— start —

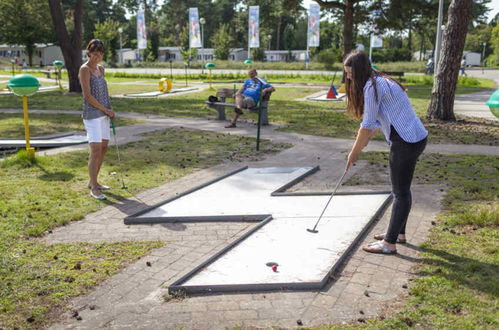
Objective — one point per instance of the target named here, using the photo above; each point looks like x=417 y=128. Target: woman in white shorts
x=96 y=113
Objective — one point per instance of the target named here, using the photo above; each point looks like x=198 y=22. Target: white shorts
x=98 y=129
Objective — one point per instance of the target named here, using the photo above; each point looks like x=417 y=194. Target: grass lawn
x=458 y=283
x=12 y=125
x=36 y=280
x=306 y=117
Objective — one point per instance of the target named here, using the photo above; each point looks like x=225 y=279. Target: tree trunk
x=278 y=36
x=71 y=47
x=445 y=81
x=348 y=27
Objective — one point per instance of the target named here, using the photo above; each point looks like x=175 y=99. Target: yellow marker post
x=210 y=66
x=58 y=65
x=165 y=85
x=24 y=85
x=31 y=151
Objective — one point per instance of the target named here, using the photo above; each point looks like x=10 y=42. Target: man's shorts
x=248 y=103
x=98 y=129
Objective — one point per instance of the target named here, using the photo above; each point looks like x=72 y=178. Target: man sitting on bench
x=248 y=95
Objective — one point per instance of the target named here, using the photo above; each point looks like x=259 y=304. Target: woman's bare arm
x=87 y=95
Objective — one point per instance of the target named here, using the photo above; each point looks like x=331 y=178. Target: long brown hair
x=362 y=71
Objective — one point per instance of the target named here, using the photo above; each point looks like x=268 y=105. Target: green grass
x=12 y=125
x=36 y=280
x=306 y=117
x=458 y=282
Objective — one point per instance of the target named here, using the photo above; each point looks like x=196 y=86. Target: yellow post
x=59 y=76
x=31 y=151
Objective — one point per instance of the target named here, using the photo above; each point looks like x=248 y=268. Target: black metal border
x=291 y=183
x=177 y=288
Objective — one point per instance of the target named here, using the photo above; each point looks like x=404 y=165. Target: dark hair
x=362 y=71
x=95 y=45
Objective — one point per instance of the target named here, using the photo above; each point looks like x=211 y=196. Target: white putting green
x=302 y=257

— end —

Reproduce the entries exactly. Do not carry over any picture.

#### Solution for this problem:
Objective — one point per instance of the target named here, using the photo above; each point looks like x=417 y=128. Target: woman in white shorts
x=96 y=113
Objective — one point per instance of the target named here, using the photo above; each point looks like x=198 y=22. Target: white shorts
x=98 y=129
Objective — one point per instance of the target named here, using the photo above; each point looks like x=417 y=194. Target: grass lawn
x=458 y=283
x=12 y=125
x=36 y=280
x=306 y=117
Objective — one point per instance of the target named here, using the photo above; each point looks like x=225 y=279. Target: tree trunk
x=278 y=36
x=71 y=47
x=445 y=81
x=348 y=27
Objective — one point per instance of the target named here, using the photo above; each point looks like x=175 y=99. Target: yellow marker post
x=210 y=66
x=58 y=65
x=165 y=85
x=24 y=85
x=31 y=151
Objective — one point per instance of the target named here, using the photo above; each point looks like x=10 y=42. Target: man's shorts
x=248 y=103
x=98 y=129
Objective — one point per instance of the target named here, using the photo above; each point looks like x=72 y=178. Target: man sitting on bench
x=248 y=95
Objective — one point per instance of the target named here, using the photo above; each point looks like x=259 y=304. Target: woman's bare arm
x=87 y=95
Objective — one point per instance of the target named here, using the photo above; each point looks like x=331 y=178. Target: long brown hair
x=362 y=71
Objective — one point per instance of the target named here, using the photo above; each point looks like x=268 y=105. Target: green grass
x=12 y=125
x=36 y=280
x=306 y=117
x=458 y=282
Objective — one point per instance of the target named here, using the photo above; each point looks like x=196 y=86. Target: yellow post
x=59 y=76
x=31 y=151
Objective — one point per instance of the target named here, using the photo above; each point looks like x=248 y=268. Target: black metal border
x=291 y=183
x=177 y=288
Objective — one point per instance of the target named here, using the photo above; each point looks like x=404 y=165. Target: dark hair
x=362 y=71
x=95 y=45
Objective — one point per instance of the target named here, using the photo above; each point looks like x=211 y=196. Target: white putting green
x=302 y=257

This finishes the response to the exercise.